Data records:
====
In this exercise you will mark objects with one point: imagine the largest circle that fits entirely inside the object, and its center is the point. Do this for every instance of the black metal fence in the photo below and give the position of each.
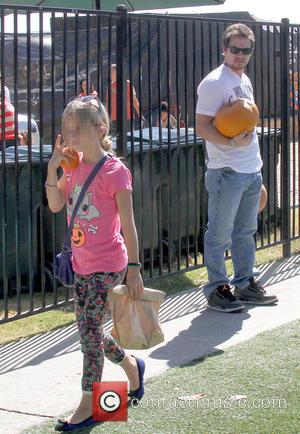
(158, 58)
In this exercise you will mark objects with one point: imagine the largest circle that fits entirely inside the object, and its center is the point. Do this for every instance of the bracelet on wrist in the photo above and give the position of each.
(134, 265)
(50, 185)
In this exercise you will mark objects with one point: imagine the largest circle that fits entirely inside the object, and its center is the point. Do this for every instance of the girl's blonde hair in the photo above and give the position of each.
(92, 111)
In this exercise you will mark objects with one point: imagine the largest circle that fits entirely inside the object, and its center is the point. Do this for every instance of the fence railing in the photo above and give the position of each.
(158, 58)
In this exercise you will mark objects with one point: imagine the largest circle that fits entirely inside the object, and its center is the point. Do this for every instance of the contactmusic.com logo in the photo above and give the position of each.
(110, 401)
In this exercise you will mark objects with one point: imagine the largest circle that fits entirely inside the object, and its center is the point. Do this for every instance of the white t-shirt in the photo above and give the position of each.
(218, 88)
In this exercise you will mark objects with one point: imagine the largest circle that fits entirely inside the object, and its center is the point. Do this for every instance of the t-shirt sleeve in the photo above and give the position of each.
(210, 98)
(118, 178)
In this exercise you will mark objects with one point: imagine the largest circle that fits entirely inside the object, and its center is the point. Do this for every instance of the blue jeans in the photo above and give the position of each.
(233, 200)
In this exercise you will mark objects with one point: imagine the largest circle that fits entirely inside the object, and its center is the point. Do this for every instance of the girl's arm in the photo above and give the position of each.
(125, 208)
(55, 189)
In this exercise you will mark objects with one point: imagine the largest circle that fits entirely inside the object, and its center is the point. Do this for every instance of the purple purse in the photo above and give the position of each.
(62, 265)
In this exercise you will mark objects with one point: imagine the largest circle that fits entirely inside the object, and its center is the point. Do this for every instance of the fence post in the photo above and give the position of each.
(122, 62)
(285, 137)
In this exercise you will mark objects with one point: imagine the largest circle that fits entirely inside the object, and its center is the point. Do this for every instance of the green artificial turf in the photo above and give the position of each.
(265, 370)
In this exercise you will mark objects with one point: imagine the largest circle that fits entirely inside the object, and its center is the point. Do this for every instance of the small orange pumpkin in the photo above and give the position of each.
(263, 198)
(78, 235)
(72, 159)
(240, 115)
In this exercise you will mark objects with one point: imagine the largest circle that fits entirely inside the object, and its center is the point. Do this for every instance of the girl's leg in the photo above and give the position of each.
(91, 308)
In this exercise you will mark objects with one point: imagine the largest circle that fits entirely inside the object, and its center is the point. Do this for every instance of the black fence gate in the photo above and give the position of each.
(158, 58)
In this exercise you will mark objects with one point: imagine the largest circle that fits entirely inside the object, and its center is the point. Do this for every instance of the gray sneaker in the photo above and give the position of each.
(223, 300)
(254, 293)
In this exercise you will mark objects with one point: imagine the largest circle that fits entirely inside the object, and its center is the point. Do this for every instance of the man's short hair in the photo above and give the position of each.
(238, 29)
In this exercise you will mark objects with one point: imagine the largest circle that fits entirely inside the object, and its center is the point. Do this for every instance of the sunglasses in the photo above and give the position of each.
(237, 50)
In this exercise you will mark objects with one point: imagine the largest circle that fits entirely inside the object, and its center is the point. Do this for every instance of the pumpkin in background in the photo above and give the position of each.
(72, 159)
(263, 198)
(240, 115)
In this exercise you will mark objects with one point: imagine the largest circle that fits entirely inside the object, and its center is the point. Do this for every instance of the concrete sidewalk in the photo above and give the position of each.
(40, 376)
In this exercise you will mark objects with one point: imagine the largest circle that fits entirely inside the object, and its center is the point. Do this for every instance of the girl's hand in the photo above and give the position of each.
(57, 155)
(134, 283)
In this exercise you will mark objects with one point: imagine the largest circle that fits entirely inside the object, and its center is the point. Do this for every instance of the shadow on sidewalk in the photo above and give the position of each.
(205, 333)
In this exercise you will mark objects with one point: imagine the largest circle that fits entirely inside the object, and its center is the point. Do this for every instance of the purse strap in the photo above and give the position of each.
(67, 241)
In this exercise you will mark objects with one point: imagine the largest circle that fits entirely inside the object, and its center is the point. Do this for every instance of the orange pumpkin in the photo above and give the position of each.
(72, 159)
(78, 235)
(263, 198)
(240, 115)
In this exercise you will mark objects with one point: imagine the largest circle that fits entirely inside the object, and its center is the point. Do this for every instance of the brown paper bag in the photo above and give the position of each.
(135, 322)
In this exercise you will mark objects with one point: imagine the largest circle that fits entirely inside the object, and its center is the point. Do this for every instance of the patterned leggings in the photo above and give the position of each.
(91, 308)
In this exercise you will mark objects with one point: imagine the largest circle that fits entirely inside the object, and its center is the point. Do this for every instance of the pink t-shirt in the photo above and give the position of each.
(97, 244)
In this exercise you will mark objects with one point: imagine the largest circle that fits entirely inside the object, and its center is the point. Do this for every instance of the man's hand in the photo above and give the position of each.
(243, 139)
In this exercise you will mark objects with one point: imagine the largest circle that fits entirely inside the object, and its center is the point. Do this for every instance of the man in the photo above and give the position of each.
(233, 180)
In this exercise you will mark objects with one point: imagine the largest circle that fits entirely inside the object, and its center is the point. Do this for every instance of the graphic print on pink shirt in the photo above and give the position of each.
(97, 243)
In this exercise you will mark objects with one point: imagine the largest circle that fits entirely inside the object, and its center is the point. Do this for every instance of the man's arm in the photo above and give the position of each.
====
Reproduce the listing in full and exactly, excluding any pictures it holds.

In this exercise you will mark objects with one point: imagine the largest circle that fits entirely inside the object, and its center is the point. Do this for every instance of the black metal fence in the photo below and give the position of each.
(158, 58)
In this exercise you will mark objects with one point: imagine the largest circle that fits entirely inside the object, and its center is the point. Do this for every instance of the bracelet on wrist in the photo above and give the position of each.
(134, 265)
(50, 185)
In this exercise you will mark objects with one point: imagine the largest circle that fits entirely inside the object, and its center is the point. Do this for every instance of the girl's blonde hair in the photo above and give the position of each.
(92, 111)
In this exercise you will mark objects with one point: imagine the largest circle that fits entirely inside the object, and its center is the point. Do this for every instance of the fence railing in the photo above and give the position of each.
(158, 58)
In this exercise you will mark objects with one point: imagine the largest circle that fits entirely inside the object, and its center is the point. Do this for every instance of the contactmusic.com logo in the photo above and give the position of each.
(110, 401)
In this exercise you will mark objects with one point: imagine the largest circle that fits entirely inside the object, and its center is the point. Do this for every instance of the white t-shirt in the photo above and give the position of each.
(218, 88)
In this exercise you will mark objects with one point: imagine the largest circle that fits entirely inside the object, and its center is the point. Do this for every instance of the t-shirt sleeve in the photo above and give the position of each.
(210, 98)
(118, 178)
In this exercise you will mark objects with one point: imagine the largest circle that fits entirely inside the object, and its center is the point. Do this for every instance of the blue jeans in the photo above and give the position of each.
(233, 200)
In this exercise you will mark objects with one point: imagine the largest circle that fits entirely inside the object, and its center is the point. Do this for every instance of the girl's arm in the photo above and give the position of each.
(125, 208)
(55, 189)
In this exercise you will mark objects with one point: imagine the largest circle that fits entirely inside the object, and its center is the point. Do this for every instance of the purple purse in the photo above and give the position of each.
(62, 265)
In this exercise you will mark objects with one point: imagine the largest circle that fits entirely inside the object, and its center is the point. Do this for every instance of the fence post in the photo above and give the position of each.
(122, 62)
(285, 137)
In this exercise you will mark objects with one point: imagine the largest circle that fits entirely inside the object, and its center is the point. Do this for every instance of the green artificial turf in the photo above and give the position of each.
(265, 370)
In this exercise you will mark objects with one point: imagine the largest circle that fits entirely inside the object, and its center is the point. Do this for every instance of the small orange pumpkin in the photo above and give the position of each.
(263, 198)
(78, 235)
(72, 159)
(240, 115)
In this exercise you will mark objects with one point: imagine the largest circle that fits entirely inside the object, and its center is the point. Do this for every instance of the girl's leg in the photo above and give the position of each.
(91, 308)
In this exercise you will mark objects with one point: imagine the largest circle that fits entirely inside the object, and its center is the point. Do this for every instance of the black fence gate in the photo above and give the position of each.
(158, 58)
In this exercise you will mark objects with one point: imagine the largest circle that fits entirely inside the object, and its center is the point. Do this for every instance of the gray sneaker in the photo above and give the position of each.
(223, 300)
(254, 293)
In this exercise you will mark objects with one point: imagine the largest circle that fits entirely inside the object, and its center is the point. Do this for every instance of the man's short hair in the photo above and give the position of each.
(238, 29)
In this exercise you will mark objects with one point: imagine the largest circle that fits entirely inside the object, and its center is the point. Do this for every instance of the sunglasses in the photo above and give the position of each.
(237, 50)
In this exercise you will mark objects with one point: imagine the largest circle that fits entirely inside the object, and its center is the point. Do this for every instance of the pumpkin in background in the photo above and give the position of each.
(72, 159)
(263, 198)
(240, 115)
In this exercise you will mark objects with one point: imagine the largest circle that fits entirely inside the object, and its center is the point. Do this for every instance of the concrete sidewalk in the photo above and give the position of each.
(40, 376)
In this exercise you will mark objects with one point: imagine the largest circle that fits entirely inside the object, and its center is the point. Do this for every instance of the girl's hand in the photo above and give the position of each.
(57, 155)
(134, 283)
In this exercise you will mark objects with one point: imagine the largest circle that fits entirely inside the object, and its center is the point. Do this for every instance of the shadow on sidewalk in the photo above and give the position of each.
(205, 333)
In this exercise you will mark objects with one point: imagine the largest circle that fits entirely inside the object, and its center is the point. Do this for every instance of the purse strap in the photo above and give the position of each.
(67, 241)
In this exercise you will mark objects with one point: imagine the largest circle that fits entirely inside the object, and its center is the point. Do this for every instance of the orange pumpkin in the photo above and give the position of each.
(72, 159)
(78, 235)
(263, 198)
(240, 115)
In this exercise you will mark objects with one point: imagine the largest circle that fits entirely inside the object, and its center is the point. Do this for every instance of the brown paper bag in the photo above and give the position of each.
(135, 322)
In this exercise you will mark objects with one point: imagine the largest circle that fits entirely inside the object, and its center is the point. Do this for every instance of the patterned leggings in the photo above and give the position of each.
(91, 308)
In this exercise you will mark objects with one point: imagine the largest circle that fits entirely inside the object, and its center is the point. Do this for every instance of the pink t-shirt in the photo above and give the position of each.
(97, 244)
In this exercise you will mark objects with one point: imagine the largest circle that fits entirely inside the object, and its center is the point. Do this for every instance of the man's hand in the photo above and give the position of each.
(243, 139)
In this exercise you will mark objects with one point: imagine the largest circle that fits entirely inside the object, and its center is the point. Do this for every instance of the man in the photo above and give the position of each.
(233, 180)
In this exercise you will mark objects with one point: imagine the largest circle that fits entirely inside the object, and its center is the point. Do this for every instance of the graphic print on pink shirt in the photo above and give the position of each.
(97, 243)
In this exercise you will mark objects with one point: imagine the largest circle that fits entirely inside the object, and its center is the point. Do this for every instance of the man's arm in the photo above and give the position of each.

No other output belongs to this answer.